JOB A:
Transcribe the portion of the news item on the new cardinal nominees between "The February 21" and "at one time.", inclusive.

TUESDAY
January 23, 2001
volume 12, no. 23
Some Surprises Among New Cardinal Nominees as Balance Shifts to Third World

    VATICAN, Jan. 22, 01 (CWNews.com) -- By naming 37 new members to the College of Cardinals, to be elevated to that office at a consistory in February 21, Pope John Paul II surpassed his previous high total for new cardinals, and provided a few mild surprises as well.

    The February 21 consistory will be the 8th of this pontificate. But in previous consistories, John Paul never created more than 30 new cardinals at one time.

    Of the 37 prelates on the list announced by the Pope on Sunday, 12 are now working at the Vatican-- in most cases, in high offices that are routinely held by cardinals. However, three of those Vatican officials would not ordinarily qualify as "obvious" candidates for the red hat. They are:

  • Bishop Walter Kasper, the secretary of the Pontifical Council for Christian Unity. A Pontifical Council is often (but by no means always) headed by a cardinal; but it is unprecedented that the second-ranking official would also wear a red hat. Still, the German bishop, who formerly headed the Rottenburg diocese, is widely expected to become president of the Council when Cardinal Edward Cassidy retires. (Cardinal Cassidy is 77 years old, and has already submitted his resignation as required at the age of 75.) And Bishop Kasper was a prominent theologian before becoming a bishop.

DATA ENTRIES:
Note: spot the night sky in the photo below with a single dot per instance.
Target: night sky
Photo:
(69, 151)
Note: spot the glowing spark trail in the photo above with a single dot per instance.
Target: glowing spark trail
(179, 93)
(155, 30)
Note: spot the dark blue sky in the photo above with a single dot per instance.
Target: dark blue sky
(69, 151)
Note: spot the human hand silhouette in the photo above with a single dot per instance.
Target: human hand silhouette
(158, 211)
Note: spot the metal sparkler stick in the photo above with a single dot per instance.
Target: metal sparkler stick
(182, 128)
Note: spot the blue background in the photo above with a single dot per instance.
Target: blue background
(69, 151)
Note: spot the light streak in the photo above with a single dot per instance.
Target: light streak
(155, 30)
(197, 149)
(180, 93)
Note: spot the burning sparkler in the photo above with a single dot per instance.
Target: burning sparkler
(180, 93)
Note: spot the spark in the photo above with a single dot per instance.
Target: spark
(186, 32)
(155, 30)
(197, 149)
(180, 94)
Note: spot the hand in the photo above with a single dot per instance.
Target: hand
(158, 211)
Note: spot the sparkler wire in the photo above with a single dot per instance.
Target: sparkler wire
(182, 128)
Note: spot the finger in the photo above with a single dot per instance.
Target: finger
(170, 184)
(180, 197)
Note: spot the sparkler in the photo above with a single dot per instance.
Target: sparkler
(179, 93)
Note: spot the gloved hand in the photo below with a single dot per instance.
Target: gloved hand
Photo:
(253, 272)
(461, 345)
...
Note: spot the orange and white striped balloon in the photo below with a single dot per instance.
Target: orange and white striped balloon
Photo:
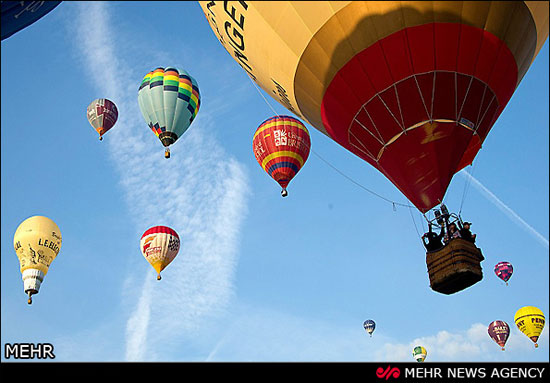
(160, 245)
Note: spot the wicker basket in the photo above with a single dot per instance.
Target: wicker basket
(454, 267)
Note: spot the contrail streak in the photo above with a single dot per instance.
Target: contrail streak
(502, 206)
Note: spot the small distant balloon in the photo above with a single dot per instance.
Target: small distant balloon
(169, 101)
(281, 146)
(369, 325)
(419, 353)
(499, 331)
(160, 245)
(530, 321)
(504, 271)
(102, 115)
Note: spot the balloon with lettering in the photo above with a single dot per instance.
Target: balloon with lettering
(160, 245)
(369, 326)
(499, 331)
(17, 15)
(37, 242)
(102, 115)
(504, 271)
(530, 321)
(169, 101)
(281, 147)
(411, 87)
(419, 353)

JOB B:
Extract each line of the entries that contains the string "striped", matching case.

COMPLETE OUTPUT A:
The February 21 consistory will be the 8th of this pontificate. But in previous consistories, John Paul never created more than 30 new cardinals at one time.

COMPLETE OUTPUT B:
Note: spot the orange and white striped balloon in the photo below with a single dot per instance.
Target: orange and white striped balloon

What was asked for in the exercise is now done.